Task directions: Copy out all of the data exactly as it appears.

Data provided:
_ _ _ _ _

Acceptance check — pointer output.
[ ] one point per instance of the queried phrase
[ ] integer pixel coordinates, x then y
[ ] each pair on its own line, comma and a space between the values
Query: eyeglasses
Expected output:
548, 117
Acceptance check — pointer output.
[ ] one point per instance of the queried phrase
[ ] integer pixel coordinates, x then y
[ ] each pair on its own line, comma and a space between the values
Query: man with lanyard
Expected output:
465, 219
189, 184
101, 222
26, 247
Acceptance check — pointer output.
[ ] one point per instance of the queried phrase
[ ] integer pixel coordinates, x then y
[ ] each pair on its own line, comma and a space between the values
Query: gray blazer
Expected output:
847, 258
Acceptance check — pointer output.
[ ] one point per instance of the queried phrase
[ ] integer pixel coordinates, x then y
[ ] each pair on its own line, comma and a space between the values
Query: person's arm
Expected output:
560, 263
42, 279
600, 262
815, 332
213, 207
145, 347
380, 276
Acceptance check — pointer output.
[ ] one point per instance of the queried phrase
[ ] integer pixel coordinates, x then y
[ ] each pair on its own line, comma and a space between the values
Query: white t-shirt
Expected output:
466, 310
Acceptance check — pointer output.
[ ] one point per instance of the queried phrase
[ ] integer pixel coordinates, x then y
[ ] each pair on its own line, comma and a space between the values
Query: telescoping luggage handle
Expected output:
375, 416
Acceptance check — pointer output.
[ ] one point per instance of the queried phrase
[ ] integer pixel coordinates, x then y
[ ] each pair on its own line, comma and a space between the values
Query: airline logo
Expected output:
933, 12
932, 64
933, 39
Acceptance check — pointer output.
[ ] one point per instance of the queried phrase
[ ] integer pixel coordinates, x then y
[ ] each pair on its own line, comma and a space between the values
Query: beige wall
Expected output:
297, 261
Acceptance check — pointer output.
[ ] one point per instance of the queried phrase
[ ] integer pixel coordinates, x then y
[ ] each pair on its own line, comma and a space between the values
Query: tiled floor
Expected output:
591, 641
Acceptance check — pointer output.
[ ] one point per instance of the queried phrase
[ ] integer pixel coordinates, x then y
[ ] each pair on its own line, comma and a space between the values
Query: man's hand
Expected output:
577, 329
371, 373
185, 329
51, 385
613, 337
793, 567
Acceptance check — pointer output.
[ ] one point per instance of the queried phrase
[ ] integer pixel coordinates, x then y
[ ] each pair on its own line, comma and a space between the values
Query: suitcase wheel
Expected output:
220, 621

_ _ _ _ _

The output:
Acceptance check — pointer output.
[ ] one point per instance of the queried phrase
[ ] integer pixel coordinates, x then y
[ ] each pair on its own line, comma and a space between the values
Query: eyeglasses
Expected output:
548, 117
Acceptance check — pointer output.
[ ] one point per instance of the queried phrase
[ ] integer pixel coordinates, x then y
[ ] each pair on its own line, comma and a space between the values
Query: man with lanyard
Expected output:
465, 219
189, 184
101, 222
26, 247
Acceptance check — pointer output.
[ ] one point per instance of the queried phrase
[ ] integer pixel coordinates, x then y
[ ] each pair on its own line, comma and a space between the values
Query: gray blazer
Expected output:
847, 258
Acceptance check — pointer output.
[ ] one point per instance of the queried phrase
[ ] integer pixel coordinates, x then y
[ ] each pair on its own line, comma and a space between the values
Query: person's arm
Expected output:
560, 263
42, 279
600, 262
815, 332
213, 207
145, 347
380, 276
Acceptance check — pointer output.
[ ] one point per instance of the queried phrase
[ ] integer pixel coordinates, x then y
[ ] each pair on its own line, comma and a space between the values
Query: white t-shirt
Expected output:
466, 310
Acceptance check — pointer output.
[ ] one point per instance of the queried phrase
[ ] integer pixel coordinates, x then y
[ ] each pair on its own line, comma and a space between the values
Query: telescoping luggage handle
Expected output:
375, 416
Acceptance check — pointer output.
[ ] one point per instance of the queried phrase
[ ] integer pixel coordinates, x then y
[ ] each pair on its own line, comma and a space between the values
Query: airline logo
Expected output:
933, 12
932, 64
933, 39
Acceptance check — pointer output.
[ ] one point per instance of the queried phrase
[ ] integer pixel coordinates, x then y
[ ] each pair on its own line, comma and a space between the values
Query: beige wall
Expected output:
297, 261
Acceptance check — pointer output.
[ ] one point per instance of the queried phrase
[ ] integer pixel coordinates, x then y
[ ] each pair on its own line, comma and a space between the values
Query: tiled floor
Expected output:
591, 641
Acceptance check — pointer output.
[ ] one point per instance of the queried phrase
[ ] integer pixel coordinates, x then y
[ ] each pair on its own line, comma and a space between the values
Query: man's hand
Expected output:
577, 329
371, 373
185, 329
51, 385
613, 337
793, 567
Acceptance check — pointer output.
[ ] one point per instance of the queried phrase
[ ] integer pixel coordinates, x then y
[ ] each pair on its own line, comma and a space between the values
Query: suitcase wheel
Expected output:
220, 621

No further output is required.